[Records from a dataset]
##########

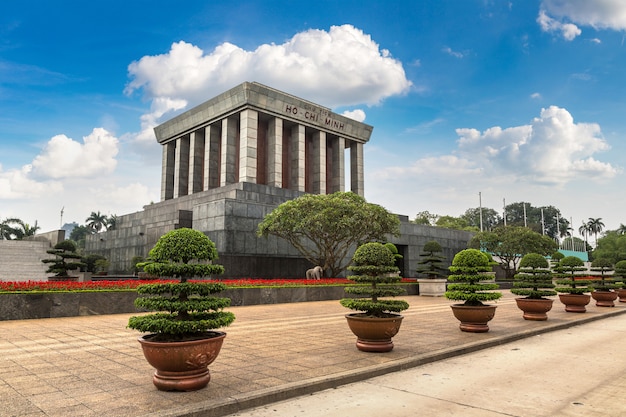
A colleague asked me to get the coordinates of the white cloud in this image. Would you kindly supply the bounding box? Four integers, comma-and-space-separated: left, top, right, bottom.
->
125, 25, 412, 146
450, 106, 620, 185
442, 46, 465, 59
537, 0, 626, 40
537, 10, 582, 41
32, 128, 118, 179
0, 164, 63, 200
341, 109, 365, 122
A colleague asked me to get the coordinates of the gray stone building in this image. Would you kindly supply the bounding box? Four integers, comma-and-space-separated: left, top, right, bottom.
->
86, 82, 471, 278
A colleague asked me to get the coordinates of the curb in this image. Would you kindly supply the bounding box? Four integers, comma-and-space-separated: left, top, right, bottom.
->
149, 309, 626, 417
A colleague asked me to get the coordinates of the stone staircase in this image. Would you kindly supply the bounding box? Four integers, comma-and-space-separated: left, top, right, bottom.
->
0, 240, 52, 281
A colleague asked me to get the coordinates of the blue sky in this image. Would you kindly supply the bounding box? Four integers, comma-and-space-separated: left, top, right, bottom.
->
0, 0, 626, 231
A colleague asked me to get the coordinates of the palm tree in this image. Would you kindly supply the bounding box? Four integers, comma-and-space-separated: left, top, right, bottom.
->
587, 217, 604, 247
85, 211, 107, 233
106, 214, 117, 230
578, 220, 591, 250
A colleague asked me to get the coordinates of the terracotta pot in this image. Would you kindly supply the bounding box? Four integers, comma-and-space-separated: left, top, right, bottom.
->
591, 291, 617, 307
450, 304, 497, 333
346, 313, 404, 352
417, 278, 448, 297
137, 332, 226, 391
559, 294, 591, 313
515, 298, 554, 321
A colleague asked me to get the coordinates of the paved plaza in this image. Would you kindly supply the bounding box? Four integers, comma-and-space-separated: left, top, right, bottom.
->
0, 291, 626, 417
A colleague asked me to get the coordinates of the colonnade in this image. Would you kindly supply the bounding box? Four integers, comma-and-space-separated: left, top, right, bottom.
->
161, 108, 364, 200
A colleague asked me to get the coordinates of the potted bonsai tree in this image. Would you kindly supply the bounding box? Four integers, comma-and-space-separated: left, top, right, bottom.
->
511, 253, 557, 321
128, 228, 235, 391
340, 242, 409, 352
416, 240, 448, 297
615, 260, 626, 303
41, 240, 87, 281
591, 258, 617, 307
445, 249, 502, 333
553, 256, 591, 313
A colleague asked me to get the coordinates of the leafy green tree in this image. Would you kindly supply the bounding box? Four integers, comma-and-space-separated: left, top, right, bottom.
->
461, 207, 502, 231
511, 253, 556, 300
469, 226, 557, 278
85, 211, 107, 233
339, 242, 409, 317
413, 211, 439, 226
257, 192, 400, 276
41, 240, 86, 277
0, 217, 23, 240
106, 214, 117, 230
435, 216, 472, 232
70, 226, 94, 248
587, 217, 604, 246
504, 201, 569, 239
592, 230, 626, 264
417, 240, 447, 278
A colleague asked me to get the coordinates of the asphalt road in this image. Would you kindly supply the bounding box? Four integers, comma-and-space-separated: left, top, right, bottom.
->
224, 313, 626, 417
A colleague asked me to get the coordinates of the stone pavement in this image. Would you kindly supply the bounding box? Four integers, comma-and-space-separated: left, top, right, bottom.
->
0, 291, 626, 417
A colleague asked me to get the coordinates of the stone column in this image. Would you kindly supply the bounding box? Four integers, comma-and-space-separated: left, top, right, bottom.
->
289, 125, 305, 191
203, 125, 221, 190
174, 135, 189, 198
310, 131, 326, 194
350, 141, 365, 197
239, 109, 259, 184
161, 141, 176, 201
267, 117, 283, 188
187, 129, 205, 194
328, 137, 346, 194
220, 114, 238, 187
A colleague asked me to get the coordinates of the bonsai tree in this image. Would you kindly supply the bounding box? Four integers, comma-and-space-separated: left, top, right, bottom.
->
340, 242, 409, 317
615, 260, 626, 289
41, 240, 86, 277
553, 256, 590, 294
511, 253, 557, 300
591, 258, 617, 291
417, 240, 447, 279
445, 249, 502, 306
550, 251, 565, 270
128, 228, 235, 342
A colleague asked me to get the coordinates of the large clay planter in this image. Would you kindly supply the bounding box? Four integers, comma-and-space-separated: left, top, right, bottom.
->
591, 291, 617, 307
417, 278, 448, 297
346, 313, 404, 352
450, 304, 497, 333
515, 298, 554, 321
559, 294, 591, 313
138, 332, 226, 391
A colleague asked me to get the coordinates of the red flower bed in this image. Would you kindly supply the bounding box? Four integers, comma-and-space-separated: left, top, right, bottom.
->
0, 278, 415, 292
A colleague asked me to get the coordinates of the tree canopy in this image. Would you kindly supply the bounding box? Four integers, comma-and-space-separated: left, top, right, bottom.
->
469, 226, 558, 278
257, 191, 400, 276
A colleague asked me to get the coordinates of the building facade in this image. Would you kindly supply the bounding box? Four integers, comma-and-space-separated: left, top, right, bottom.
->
86, 82, 471, 278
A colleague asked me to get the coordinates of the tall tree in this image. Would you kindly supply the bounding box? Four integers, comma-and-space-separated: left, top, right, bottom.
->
587, 217, 604, 247
0, 217, 24, 240
413, 210, 439, 226
461, 207, 502, 231
85, 211, 107, 233
469, 226, 557, 278
257, 192, 400, 276
578, 221, 591, 248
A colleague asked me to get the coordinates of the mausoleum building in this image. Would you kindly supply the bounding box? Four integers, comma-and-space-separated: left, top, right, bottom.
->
86, 82, 471, 277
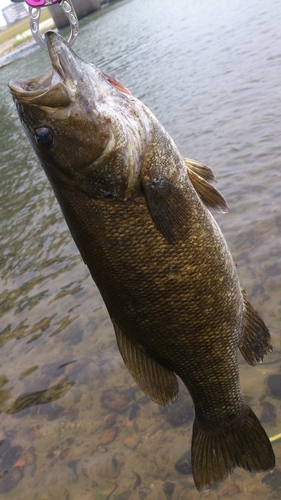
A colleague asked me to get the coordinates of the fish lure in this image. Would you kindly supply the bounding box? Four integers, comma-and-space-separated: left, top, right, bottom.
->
25, 0, 79, 50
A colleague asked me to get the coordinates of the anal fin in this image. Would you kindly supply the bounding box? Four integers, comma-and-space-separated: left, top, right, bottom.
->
239, 290, 272, 365
113, 321, 178, 406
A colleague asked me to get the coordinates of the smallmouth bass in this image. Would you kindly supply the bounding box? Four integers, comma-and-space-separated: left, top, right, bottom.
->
9, 32, 275, 491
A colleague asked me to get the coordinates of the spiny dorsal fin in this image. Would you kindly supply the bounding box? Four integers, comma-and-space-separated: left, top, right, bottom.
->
184, 158, 216, 182
113, 321, 179, 406
239, 290, 272, 366
184, 158, 229, 212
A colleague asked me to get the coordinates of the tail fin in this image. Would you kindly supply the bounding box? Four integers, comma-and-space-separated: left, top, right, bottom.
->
192, 406, 275, 491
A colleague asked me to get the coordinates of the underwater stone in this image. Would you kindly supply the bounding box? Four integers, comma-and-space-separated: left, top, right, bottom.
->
260, 401, 277, 425
175, 451, 192, 475
0, 467, 24, 494
267, 374, 281, 399
2, 445, 22, 469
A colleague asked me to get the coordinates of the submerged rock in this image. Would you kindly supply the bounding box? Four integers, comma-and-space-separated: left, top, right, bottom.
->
100, 389, 131, 413
267, 373, 281, 399
100, 427, 118, 446
2, 445, 22, 469
123, 434, 141, 450
0, 467, 24, 494
175, 451, 192, 475
162, 481, 176, 500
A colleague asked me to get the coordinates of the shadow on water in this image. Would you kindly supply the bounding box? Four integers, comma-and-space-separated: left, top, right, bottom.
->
0, 0, 281, 500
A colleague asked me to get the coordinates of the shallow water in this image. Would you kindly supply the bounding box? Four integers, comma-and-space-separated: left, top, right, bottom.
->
0, 0, 281, 500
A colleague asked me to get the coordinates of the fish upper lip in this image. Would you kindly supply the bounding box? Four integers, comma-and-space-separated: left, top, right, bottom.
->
8, 31, 69, 102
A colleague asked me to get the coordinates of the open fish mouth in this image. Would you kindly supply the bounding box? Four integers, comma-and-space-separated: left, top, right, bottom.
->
9, 31, 74, 108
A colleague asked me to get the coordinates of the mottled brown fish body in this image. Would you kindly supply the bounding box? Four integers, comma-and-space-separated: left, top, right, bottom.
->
10, 32, 274, 490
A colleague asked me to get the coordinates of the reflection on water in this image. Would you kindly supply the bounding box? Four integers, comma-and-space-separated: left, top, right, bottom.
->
0, 0, 281, 500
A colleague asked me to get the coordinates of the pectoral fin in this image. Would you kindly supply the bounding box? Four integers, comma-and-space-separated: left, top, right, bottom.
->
113, 321, 178, 406
184, 158, 229, 212
143, 177, 190, 244
239, 290, 272, 365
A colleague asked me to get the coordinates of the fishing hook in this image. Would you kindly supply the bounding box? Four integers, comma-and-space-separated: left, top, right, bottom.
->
25, 0, 79, 50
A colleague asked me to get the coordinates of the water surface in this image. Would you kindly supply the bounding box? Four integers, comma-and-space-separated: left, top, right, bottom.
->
0, 0, 281, 500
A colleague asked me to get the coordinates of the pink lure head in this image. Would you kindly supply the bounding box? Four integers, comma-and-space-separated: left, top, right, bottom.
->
25, 0, 60, 7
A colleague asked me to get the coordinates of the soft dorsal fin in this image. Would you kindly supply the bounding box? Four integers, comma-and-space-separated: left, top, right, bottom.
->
184, 158, 229, 212
239, 290, 272, 366
113, 320, 179, 406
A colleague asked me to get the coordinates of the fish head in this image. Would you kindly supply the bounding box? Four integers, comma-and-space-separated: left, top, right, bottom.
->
9, 31, 147, 199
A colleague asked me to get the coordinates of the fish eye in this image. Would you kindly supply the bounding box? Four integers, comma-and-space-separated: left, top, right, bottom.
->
35, 127, 54, 149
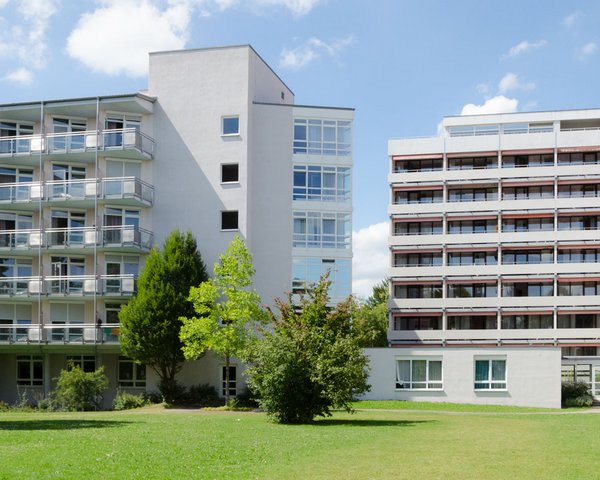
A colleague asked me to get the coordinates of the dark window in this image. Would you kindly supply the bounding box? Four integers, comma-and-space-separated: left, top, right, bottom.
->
221, 163, 240, 183
221, 210, 239, 230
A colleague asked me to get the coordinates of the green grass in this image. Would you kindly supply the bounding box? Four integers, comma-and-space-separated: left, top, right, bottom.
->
0, 408, 600, 480
353, 400, 564, 413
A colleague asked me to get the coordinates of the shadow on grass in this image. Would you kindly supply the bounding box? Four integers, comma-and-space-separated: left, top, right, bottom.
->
311, 418, 435, 427
0, 419, 133, 431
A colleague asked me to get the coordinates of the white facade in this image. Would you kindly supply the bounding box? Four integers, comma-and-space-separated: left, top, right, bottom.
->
380, 110, 600, 405
0, 46, 353, 404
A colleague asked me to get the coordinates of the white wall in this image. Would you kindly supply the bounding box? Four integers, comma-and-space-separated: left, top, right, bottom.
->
364, 347, 561, 408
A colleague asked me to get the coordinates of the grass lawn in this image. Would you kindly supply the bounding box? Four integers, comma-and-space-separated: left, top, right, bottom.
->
0, 408, 600, 480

##########

• [Problem to work on]:
Arrange the records as a two-column CSV with columns named input and output, starting at the beginning of the records and ending at the line containing "161, 108, 364, 200", both ends included. Give one row for each input, put each text in a single quoted field with line breaks turned into spaces, and leave out the pictures.

• [Written answer]:
input,output
"A colleague asked me to get the coordinates of the white cloud in this image. Would you kindly supply the bounding box? Four integers, comma-and-space-separated: left, top, right, bottom. ->","125, 25, 412, 146 450, 106, 620, 185 442, 46, 465, 59 537, 0, 626, 40 537, 10, 582, 41 32, 128, 118, 179 0, 164, 63, 200 341, 109, 365, 122"
"A colleague asked me to get the coordinates of the gray stone building in this image. Would you kindly supply the bounding box? Four integers, comma-and-space-separated: left, top, right, bottom. ->","86, 82, 471, 278"
"A colleague asked me to get the coordinates of the curb in this image. Would you kindly supply the bounding box? Four integers, comma-and-space-separated: left, top, right, bottom. ->","149, 309, 626, 417"
"A colleague asked me to get the coordinates of the stone staircase in this image. Would you kindly supply the bounding box? Four integers, comma-and-space-separated: left, top, right, bottom. ->","0, 240, 52, 281"
"A colleague asked me to get the coordinates of the blue sky in this image. Would you kindly supply the bounding box? Four integers, comma-and-space-separated: left, top, right, bottom. ->","0, 0, 626, 231"
"A colleague asked me to get the coordinates of the palm tree in this image. Would you kindly supply the bounding box? Four integers, comma-and-space-separated: left, top, right, bottom. ->","587, 217, 604, 247 85, 211, 107, 233 106, 214, 117, 230 578, 220, 591, 250"
"A colleague asked me to get the coordinates of the terracotta pot in this image. Would you kindly supply the bounding box? Four integers, comma-and-space-separated: left, top, right, bottom. ->","591, 291, 617, 307 450, 304, 497, 333 346, 313, 404, 352 417, 278, 448, 297 137, 332, 226, 391 559, 294, 591, 313 515, 298, 554, 321"
"A colleague asked me to get the coordinates of the paved plaza in this image. Would you kindly supply the bounding box? Four integers, comma-and-space-separated: left, top, right, bottom. ->","0, 291, 626, 417"
"A colleague asked me to get the coordinates of the colonnade in this image. Would you kindly supply the bounding box? Four integers, comma-and-space-separated: left, top, right, bottom. ->","161, 108, 364, 200"